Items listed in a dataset
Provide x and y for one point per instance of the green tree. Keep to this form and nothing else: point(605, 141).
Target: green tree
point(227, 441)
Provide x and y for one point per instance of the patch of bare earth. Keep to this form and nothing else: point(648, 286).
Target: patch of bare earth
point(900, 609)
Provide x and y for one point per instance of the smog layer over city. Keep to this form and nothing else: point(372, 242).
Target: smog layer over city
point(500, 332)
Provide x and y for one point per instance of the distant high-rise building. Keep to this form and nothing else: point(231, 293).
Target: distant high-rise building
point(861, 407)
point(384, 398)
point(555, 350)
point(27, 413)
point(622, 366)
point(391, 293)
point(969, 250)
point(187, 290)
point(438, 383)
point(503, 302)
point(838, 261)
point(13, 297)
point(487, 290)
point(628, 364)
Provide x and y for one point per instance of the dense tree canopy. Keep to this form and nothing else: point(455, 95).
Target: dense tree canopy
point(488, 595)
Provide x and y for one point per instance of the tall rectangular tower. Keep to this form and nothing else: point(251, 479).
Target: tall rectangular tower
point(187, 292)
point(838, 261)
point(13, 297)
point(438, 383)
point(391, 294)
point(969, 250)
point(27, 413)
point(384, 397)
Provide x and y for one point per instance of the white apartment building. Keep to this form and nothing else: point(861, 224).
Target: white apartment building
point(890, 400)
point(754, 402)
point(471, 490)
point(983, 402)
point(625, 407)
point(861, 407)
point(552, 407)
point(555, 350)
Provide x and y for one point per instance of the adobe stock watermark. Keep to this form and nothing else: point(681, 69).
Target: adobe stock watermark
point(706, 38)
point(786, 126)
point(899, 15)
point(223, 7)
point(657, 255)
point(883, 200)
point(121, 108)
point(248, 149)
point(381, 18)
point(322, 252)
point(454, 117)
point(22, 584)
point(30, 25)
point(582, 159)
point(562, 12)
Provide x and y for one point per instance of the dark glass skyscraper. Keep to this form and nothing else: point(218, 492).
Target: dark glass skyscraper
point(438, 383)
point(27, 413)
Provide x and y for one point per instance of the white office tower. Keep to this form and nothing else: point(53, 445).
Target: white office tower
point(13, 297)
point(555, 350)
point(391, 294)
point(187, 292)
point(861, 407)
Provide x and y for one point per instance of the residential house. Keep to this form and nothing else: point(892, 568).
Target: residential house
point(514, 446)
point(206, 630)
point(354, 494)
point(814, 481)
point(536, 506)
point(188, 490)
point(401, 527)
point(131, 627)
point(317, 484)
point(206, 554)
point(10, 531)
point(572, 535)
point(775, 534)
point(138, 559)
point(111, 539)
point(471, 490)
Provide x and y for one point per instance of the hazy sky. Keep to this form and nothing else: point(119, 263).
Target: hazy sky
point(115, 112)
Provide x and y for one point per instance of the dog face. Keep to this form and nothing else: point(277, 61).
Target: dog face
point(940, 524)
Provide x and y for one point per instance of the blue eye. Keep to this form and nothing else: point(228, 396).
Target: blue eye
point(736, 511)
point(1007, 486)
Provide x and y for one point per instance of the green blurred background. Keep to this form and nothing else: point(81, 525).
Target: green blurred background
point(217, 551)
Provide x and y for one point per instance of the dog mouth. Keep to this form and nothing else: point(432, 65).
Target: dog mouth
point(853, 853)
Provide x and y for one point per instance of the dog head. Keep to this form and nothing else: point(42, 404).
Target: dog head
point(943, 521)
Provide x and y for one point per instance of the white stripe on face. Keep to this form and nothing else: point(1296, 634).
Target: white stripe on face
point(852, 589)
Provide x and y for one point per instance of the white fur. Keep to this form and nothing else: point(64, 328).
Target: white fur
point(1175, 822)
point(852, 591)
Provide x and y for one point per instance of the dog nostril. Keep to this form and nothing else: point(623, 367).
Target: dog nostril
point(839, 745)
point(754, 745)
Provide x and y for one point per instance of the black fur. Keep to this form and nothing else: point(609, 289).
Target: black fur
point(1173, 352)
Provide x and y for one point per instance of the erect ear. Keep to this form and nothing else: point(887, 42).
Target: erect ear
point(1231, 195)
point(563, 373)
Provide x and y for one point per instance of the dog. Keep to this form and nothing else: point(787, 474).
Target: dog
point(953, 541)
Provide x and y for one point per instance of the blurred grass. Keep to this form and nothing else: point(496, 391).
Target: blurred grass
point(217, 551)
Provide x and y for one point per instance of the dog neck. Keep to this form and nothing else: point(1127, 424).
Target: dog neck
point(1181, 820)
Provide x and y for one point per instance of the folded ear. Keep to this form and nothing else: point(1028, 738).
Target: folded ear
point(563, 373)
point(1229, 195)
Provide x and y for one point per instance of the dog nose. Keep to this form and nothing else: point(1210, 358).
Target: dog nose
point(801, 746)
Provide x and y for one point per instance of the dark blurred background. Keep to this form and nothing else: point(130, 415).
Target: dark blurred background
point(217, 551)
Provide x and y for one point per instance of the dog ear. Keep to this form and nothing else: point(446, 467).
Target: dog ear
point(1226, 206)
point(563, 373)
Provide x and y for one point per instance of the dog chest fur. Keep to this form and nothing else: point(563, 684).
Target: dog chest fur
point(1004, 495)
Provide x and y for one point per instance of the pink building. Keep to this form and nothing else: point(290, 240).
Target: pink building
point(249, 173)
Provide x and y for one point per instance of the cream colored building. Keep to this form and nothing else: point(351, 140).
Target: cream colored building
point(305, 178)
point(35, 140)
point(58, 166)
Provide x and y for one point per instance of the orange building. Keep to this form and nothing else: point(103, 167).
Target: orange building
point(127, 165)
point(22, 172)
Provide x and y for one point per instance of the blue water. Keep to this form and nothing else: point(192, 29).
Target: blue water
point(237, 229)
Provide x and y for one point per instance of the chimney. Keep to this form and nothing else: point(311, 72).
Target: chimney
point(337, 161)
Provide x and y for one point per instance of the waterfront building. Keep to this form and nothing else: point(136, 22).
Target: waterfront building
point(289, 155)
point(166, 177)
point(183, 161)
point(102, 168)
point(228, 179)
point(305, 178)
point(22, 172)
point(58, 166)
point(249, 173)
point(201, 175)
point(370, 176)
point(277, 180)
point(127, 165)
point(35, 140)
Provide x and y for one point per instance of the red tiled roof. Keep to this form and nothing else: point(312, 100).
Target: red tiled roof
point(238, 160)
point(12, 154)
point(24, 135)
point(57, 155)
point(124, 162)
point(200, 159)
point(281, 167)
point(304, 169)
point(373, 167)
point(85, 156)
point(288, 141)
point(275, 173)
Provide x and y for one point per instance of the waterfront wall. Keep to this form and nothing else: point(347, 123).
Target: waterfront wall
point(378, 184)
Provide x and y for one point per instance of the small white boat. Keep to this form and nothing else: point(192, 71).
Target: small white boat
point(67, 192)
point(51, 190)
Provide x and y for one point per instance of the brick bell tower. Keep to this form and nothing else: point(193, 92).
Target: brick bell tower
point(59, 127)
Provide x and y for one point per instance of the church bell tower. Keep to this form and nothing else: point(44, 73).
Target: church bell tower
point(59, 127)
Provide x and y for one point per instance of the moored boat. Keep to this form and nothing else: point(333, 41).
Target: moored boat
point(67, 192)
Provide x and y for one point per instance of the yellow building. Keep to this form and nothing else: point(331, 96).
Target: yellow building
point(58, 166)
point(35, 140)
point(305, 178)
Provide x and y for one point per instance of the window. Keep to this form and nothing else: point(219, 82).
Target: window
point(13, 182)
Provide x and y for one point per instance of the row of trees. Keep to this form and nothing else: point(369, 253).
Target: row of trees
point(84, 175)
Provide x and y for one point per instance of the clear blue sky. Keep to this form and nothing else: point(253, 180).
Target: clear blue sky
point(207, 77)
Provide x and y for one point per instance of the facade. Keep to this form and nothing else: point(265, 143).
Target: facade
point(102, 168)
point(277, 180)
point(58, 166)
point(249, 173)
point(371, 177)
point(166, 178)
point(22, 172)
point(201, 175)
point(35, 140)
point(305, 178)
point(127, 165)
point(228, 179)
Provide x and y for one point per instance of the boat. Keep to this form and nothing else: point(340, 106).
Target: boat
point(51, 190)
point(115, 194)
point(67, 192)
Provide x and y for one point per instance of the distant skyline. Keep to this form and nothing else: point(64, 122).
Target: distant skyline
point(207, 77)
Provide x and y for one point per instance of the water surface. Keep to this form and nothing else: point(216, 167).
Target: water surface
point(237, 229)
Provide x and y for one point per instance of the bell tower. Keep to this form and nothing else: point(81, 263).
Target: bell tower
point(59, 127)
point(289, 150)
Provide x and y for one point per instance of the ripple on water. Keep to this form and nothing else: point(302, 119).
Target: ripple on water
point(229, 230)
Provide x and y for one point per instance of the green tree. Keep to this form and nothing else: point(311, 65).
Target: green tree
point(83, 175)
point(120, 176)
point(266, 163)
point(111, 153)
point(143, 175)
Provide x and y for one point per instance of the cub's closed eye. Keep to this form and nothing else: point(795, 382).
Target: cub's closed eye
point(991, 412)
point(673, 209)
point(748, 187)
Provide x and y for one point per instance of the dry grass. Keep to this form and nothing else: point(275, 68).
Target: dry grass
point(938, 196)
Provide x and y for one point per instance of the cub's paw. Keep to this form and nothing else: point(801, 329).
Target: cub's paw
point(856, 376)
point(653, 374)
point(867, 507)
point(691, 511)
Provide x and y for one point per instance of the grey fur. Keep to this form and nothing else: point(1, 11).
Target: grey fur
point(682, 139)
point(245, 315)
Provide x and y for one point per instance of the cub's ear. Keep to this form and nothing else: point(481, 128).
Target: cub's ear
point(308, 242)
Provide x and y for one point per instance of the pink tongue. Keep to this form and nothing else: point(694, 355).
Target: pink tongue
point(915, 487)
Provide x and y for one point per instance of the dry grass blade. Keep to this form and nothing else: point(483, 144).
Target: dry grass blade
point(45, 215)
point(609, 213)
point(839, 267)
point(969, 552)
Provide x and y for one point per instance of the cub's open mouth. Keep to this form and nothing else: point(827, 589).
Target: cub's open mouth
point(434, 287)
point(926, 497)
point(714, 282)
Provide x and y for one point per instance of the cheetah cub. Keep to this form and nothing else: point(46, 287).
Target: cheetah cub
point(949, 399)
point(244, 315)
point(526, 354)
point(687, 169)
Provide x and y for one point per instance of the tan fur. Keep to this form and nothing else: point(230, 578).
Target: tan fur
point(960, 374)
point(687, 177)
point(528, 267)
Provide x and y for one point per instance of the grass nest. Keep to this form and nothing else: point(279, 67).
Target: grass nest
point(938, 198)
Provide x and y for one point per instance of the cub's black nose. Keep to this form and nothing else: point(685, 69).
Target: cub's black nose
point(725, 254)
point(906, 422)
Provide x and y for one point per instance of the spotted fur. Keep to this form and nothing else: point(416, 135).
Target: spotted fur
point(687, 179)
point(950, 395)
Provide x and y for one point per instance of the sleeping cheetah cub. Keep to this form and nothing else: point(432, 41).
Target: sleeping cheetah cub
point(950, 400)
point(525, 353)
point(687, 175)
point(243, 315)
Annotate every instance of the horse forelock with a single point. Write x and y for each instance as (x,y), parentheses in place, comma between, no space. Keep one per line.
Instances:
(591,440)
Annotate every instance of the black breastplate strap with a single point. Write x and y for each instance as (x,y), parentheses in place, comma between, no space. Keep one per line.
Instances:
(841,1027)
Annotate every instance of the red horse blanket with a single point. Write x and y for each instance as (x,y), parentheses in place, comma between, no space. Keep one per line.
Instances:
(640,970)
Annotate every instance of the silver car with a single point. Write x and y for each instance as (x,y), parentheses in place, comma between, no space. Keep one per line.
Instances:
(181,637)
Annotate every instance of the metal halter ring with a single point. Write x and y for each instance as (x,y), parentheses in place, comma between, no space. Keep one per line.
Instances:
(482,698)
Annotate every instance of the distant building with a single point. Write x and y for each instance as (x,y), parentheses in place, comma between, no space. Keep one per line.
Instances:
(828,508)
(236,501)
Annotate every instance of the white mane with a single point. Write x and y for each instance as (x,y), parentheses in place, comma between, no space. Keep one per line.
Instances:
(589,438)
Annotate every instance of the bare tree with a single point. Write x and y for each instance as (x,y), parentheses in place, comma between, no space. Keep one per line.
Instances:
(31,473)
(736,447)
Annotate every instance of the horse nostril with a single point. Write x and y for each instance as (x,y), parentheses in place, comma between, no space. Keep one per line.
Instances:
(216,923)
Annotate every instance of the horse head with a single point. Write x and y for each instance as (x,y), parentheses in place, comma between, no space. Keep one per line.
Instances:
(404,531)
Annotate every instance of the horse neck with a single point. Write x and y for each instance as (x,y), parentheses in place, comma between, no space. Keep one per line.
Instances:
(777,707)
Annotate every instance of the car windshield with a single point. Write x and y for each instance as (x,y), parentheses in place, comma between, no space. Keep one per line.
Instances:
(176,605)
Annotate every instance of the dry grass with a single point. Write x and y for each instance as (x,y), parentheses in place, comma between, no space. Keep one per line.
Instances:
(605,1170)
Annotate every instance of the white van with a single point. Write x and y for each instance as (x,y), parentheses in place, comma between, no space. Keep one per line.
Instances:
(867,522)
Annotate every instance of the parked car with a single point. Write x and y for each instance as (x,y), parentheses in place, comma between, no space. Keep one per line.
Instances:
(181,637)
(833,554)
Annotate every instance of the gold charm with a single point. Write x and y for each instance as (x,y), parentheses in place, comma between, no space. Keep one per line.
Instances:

■ Exercise description ■
Filter the entries above down to the lines that contain "horse".

■ Response ■
Annotate every instance of the horse forelock with a single point. Write x and y for each instance as (x,y), parentheses in place, comma between, no space. Keep one per line.
Annotate every instance of the red horse blanket with a single point. Write x and y for each instance as (x,y), parentheses in place, comma between, no space. Keep one per line.
Annotate every instance of the horse nostril with a single point. Write x and y for each instance as (x,y), parentheses in place, comma between, no space. Keep one per line.
Annotate every instance of the horse head with a single point. Write x and y for each instance as (x,y), parentheses in place, comma between, no space. Keep one per line.
Annotate every instance of the horse neck with a single point. Write x and y for each instance as (x,y), parentheses in place, comma between, no space. Keep one per line.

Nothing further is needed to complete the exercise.